Reproduce, character for character, the lines of the records below, starting at the line that contains "return mask of white cake stand" and ending at the line that contains "96 L 50 113", including both of those lines.

> EXCERPTED DATA
━━━

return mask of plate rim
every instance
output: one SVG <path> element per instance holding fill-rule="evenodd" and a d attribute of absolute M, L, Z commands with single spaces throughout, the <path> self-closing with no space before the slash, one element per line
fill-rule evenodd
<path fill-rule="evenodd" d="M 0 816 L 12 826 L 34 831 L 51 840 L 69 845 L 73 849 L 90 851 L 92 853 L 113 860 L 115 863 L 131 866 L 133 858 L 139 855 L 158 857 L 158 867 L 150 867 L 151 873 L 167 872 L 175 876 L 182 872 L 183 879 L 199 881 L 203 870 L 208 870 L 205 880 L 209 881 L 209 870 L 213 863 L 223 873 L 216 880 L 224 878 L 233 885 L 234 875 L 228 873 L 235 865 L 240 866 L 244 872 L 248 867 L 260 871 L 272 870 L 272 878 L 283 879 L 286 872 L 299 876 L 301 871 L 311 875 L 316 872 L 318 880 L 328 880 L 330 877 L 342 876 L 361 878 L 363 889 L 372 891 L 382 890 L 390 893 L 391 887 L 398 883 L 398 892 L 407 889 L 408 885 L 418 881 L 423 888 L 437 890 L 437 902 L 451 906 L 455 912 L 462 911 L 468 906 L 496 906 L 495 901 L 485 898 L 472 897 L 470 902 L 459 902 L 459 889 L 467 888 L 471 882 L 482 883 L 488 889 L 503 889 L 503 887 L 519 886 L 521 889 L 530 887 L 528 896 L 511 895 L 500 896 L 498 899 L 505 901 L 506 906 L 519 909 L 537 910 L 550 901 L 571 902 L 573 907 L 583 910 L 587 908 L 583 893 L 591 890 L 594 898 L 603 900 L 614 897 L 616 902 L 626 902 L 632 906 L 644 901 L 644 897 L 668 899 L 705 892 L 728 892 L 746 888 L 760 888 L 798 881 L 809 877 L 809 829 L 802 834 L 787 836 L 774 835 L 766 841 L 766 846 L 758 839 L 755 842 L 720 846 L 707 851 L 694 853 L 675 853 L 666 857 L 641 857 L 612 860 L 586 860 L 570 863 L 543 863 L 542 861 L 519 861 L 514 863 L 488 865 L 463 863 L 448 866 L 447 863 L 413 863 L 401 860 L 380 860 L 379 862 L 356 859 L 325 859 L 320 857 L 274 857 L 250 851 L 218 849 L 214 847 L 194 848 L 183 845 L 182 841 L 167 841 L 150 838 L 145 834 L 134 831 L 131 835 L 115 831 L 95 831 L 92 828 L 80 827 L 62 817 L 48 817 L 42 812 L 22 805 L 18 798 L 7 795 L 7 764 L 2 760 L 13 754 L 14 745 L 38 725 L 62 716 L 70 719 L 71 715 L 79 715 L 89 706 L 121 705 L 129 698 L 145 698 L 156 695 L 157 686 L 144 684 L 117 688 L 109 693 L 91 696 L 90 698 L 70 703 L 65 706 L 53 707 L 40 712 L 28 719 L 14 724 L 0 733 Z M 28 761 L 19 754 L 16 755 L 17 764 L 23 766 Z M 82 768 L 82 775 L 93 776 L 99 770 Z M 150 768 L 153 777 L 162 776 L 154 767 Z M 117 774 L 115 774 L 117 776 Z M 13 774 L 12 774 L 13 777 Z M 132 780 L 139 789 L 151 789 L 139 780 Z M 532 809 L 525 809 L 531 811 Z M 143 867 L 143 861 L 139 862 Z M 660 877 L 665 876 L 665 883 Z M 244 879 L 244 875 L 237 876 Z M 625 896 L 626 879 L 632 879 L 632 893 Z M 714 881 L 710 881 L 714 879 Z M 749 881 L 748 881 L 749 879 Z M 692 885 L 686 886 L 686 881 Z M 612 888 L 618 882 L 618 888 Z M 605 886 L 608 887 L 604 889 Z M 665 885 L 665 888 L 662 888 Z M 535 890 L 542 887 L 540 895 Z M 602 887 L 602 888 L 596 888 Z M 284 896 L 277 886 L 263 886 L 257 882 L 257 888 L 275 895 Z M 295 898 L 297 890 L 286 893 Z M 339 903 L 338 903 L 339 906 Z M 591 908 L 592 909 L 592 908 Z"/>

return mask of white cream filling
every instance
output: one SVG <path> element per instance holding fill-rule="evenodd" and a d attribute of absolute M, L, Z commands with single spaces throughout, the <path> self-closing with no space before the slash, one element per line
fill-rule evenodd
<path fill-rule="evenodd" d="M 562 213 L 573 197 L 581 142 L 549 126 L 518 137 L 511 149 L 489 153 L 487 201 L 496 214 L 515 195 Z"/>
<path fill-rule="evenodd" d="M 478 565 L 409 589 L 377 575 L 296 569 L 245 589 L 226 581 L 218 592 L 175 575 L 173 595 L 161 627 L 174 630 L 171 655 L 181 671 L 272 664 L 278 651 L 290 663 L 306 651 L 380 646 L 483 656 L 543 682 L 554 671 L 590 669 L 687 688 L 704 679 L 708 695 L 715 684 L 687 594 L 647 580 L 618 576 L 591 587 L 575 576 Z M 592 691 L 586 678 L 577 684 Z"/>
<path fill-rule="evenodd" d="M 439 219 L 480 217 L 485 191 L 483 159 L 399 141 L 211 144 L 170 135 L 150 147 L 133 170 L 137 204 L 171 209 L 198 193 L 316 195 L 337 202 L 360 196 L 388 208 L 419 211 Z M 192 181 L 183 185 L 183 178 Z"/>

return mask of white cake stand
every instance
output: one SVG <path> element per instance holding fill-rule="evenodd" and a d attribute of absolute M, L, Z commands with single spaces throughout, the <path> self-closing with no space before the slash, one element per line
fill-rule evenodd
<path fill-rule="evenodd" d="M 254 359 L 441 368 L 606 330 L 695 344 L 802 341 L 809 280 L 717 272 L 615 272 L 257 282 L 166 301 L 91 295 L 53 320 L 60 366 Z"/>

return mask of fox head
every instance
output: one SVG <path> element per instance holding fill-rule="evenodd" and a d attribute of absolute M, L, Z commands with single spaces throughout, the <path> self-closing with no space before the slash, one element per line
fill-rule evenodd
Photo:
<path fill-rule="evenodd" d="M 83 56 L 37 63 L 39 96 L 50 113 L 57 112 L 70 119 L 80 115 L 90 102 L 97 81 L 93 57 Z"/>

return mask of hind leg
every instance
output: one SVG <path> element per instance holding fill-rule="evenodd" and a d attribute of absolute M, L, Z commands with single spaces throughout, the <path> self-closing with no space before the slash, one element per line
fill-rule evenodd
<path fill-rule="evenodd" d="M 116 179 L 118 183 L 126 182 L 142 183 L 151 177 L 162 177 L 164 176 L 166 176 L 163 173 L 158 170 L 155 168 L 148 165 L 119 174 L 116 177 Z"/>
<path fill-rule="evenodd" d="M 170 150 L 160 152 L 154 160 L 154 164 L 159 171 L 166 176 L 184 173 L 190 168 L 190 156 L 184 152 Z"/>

━━━

> COMPLETE RESPONSE
return mask of white cake stand
every instance
output: one SVG <path> element per instance holding fill-rule="evenodd" and a d attribute of absolute M, L, Z commands with single spaces throughout, the <path> self-closing with no space before the slash, one element per line
fill-rule evenodd
<path fill-rule="evenodd" d="M 254 359 L 441 368 L 606 330 L 695 344 L 802 341 L 809 280 L 717 272 L 615 272 L 257 282 L 166 301 L 91 295 L 53 320 L 60 366 Z"/>

return mask of fox head
every instance
output: one SVG <path> element per instance holding fill-rule="evenodd" and a d attribute of absolute M, L, Z commands with single spaces throughout, the <path> self-closing with no space before the slash, one element per line
fill-rule evenodd
Photo:
<path fill-rule="evenodd" d="M 83 56 L 37 63 L 39 96 L 50 113 L 57 112 L 70 119 L 80 115 L 90 102 L 97 81 L 93 57 Z"/>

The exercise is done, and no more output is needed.